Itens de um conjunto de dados
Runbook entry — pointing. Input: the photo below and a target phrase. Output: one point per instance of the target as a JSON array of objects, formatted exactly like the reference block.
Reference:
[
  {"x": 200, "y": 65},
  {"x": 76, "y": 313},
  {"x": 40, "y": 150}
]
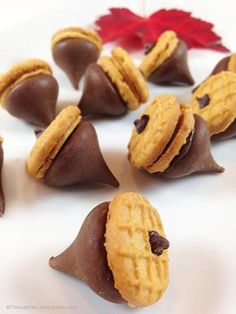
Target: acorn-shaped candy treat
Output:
[
  {"x": 73, "y": 49},
  {"x": 2, "y": 198},
  {"x": 68, "y": 152},
  {"x": 168, "y": 139},
  {"x": 165, "y": 63},
  {"x": 113, "y": 86},
  {"x": 29, "y": 91},
  {"x": 215, "y": 101},
  {"x": 120, "y": 252}
]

» Tarefa proposta
Reproduza todos os itens acima linha por linha, sem alterar nada, mas deixe as imagens de fora.

» Tarefa concluída
Runbook entry — pointing. Input: the photo below and a target phrase. Output: one point per instance of the target as a JSON array of objects, formatted exactly like the reference block.
Reference:
[
  {"x": 200, "y": 65},
  {"x": 76, "y": 313},
  {"x": 40, "y": 150}
]
Target: acorn-shaped candy treat
Output:
[
  {"x": 73, "y": 49},
  {"x": 2, "y": 198},
  {"x": 68, "y": 152},
  {"x": 168, "y": 139},
  {"x": 165, "y": 63},
  {"x": 113, "y": 86},
  {"x": 29, "y": 91},
  {"x": 215, "y": 101},
  {"x": 120, "y": 252}
]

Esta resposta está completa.